*Problem details*. Please write out every line of the items below word for word, leaving out the pictures.

Start Extracted entries

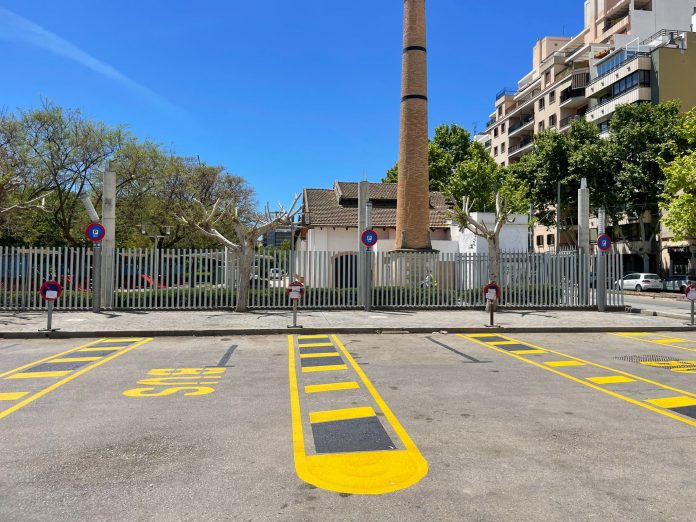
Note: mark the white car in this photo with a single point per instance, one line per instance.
(640, 282)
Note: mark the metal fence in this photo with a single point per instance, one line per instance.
(138, 279)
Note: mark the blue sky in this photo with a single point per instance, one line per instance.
(286, 94)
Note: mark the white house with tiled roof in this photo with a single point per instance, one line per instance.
(330, 222)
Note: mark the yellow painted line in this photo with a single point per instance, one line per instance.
(12, 396)
(610, 379)
(332, 368)
(316, 417)
(673, 402)
(358, 473)
(66, 352)
(557, 364)
(334, 386)
(635, 402)
(318, 355)
(76, 359)
(38, 375)
(73, 375)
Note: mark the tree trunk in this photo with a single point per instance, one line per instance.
(244, 275)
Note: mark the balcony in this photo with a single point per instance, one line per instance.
(527, 123)
(522, 147)
(607, 108)
(572, 98)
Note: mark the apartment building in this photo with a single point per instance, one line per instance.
(629, 51)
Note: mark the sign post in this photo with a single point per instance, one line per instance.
(50, 292)
(96, 232)
(491, 293)
(295, 293)
(691, 296)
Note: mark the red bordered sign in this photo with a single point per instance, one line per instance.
(295, 291)
(690, 292)
(489, 289)
(51, 290)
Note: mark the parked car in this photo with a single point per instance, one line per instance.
(640, 282)
(677, 283)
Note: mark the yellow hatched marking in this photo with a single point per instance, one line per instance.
(318, 355)
(673, 402)
(610, 379)
(50, 357)
(331, 368)
(556, 364)
(12, 396)
(73, 375)
(316, 417)
(38, 375)
(594, 386)
(334, 386)
(76, 359)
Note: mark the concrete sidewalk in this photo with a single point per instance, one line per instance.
(214, 323)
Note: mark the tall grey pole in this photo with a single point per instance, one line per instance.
(109, 243)
(558, 217)
(601, 283)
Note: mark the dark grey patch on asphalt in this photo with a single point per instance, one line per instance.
(687, 411)
(318, 349)
(225, 358)
(93, 354)
(366, 434)
(321, 361)
(57, 367)
(461, 354)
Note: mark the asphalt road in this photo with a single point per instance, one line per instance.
(391, 427)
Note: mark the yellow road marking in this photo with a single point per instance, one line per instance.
(359, 473)
(331, 368)
(557, 364)
(334, 386)
(318, 355)
(610, 379)
(72, 376)
(316, 417)
(38, 375)
(76, 359)
(673, 402)
(635, 402)
(12, 396)
(48, 358)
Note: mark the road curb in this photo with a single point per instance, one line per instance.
(340, 330)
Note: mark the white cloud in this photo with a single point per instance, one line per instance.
(17, 29)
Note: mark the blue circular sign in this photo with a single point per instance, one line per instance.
(369, 238)
(95, 232)
(604, 242)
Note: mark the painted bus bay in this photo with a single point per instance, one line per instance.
(357, 445)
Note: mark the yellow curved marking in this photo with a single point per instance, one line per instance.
(359, 473)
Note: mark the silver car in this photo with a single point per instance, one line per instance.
(640, 282)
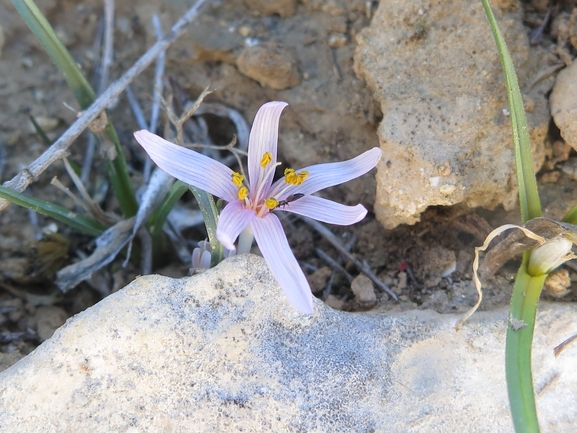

End Extracted entries

*Expected answer*.
Note: mark the white car in this photo with a single point per instance, one line per instance.
(640, 282)
Note: mark the metal fence in this photo with a single point per instance, one line per instance.
(138, 279)
Note: mark the blue sky in this photo with a single point per instance, one line per instance.
(286, 94)
Note: mark the white house with tiled roof in this photo with a single point per instance, one line per instance.
(330, 222)
Note: mark the yellow painted line in this photo with a single point per instance, one line per instance.
(12, 396)
(610, 379)
(332, 368)
(316, 417)
(673, 402)
(358, 473)
(66, 352)
(557, 364)
(334, 386)
(635, 402)
(318, 355)
(76, 359)
(38, 375)
(73, 375)
Note: mark the tree trunk in this photo with a single point per instance, one line per instance.
(244, 275)
Note: mark the balcony in this photo with a single point per instance, one line per instance.
(527, 123)
(522, 147)
(607, 108)
(572, 98)
Note: mark the apartment building in this photo with a single point per instance, one line per instance.
(629, 51)
Note: mark the sign post in this photo with a single point per instance, one line per instance.
(50, 292)
(96, 232)
(491, 293)
(295, 293)
(691, 296)
Note: mark the red bordered sign in this photo with a single point per instance, one line per instance.
(295, 291)
(690, 292)
(489, 289)
(51, 290)
Note: mark the parked car in this photo with a single point per instance, one line per instance.
(640, 282)
(677, 283)
Note: mark the yellow hatched marking in this photo with a single point per instance, one line per instance.
(318, 355)
(673, 402)
(610, 379)
(50, 357)
(331, 368)
(556, 364)
(12, 396)
(73, 375)
(316, 417)
(38, 375)
(594, 386)
(334, 386)
(76, 359)
Note: mark the concrete sidewalk in this photo with a single point per instance, one line per instance.
(214, 323)
Note: mark the tall grey pole in this photo with a single point per instance, one line per instance.
(109, 243)
(558, 217)
(601, 283)
Note: mark the dark grey patch on asphalt in this photo with a single point per instance, one line per instance.
(687, 411)
(318, 349)
(225, 358)
(93, 354)
(366, 434)
(321, 361)
(57, 367)
(461, 354)
Note: mark the asphalt road in this photo with a single point per instance, one line per instance.
(391, 427)
Note: mark the yellow road marking in this photo with a single point per instance, one line per instance.
(359, 473)
(331, 368)
(557, 364)
(334, 386)
(318, 355)
(610, 379)
(72, 376)
(316, 417)
(38, 375)
(76, 359)
(673, 402)
(635, 402)
(12, 396)
(48, 358)
Note: mark the road curb in this photo with a single point per instance, one line per instance.
(340, 330)
Note: mark the white cloud in this photo with a single point per instance, one line per instance.
(17, 29)
Note: mark the blue circular sign in this photo with a single point per instance, one line per instance.
(369, 238)
(95, 232)
(604, 242)
Note: mark the painted bus bay in this photo with a single point per instance, one line per instance.
(357, 445)
Note: mark the yellow curved marking in this photo with a single point per instance, one line per instance.
(359, 473)
Note: mark the silver car in this photo with a single point per instance, one line per instance.
(640, 282)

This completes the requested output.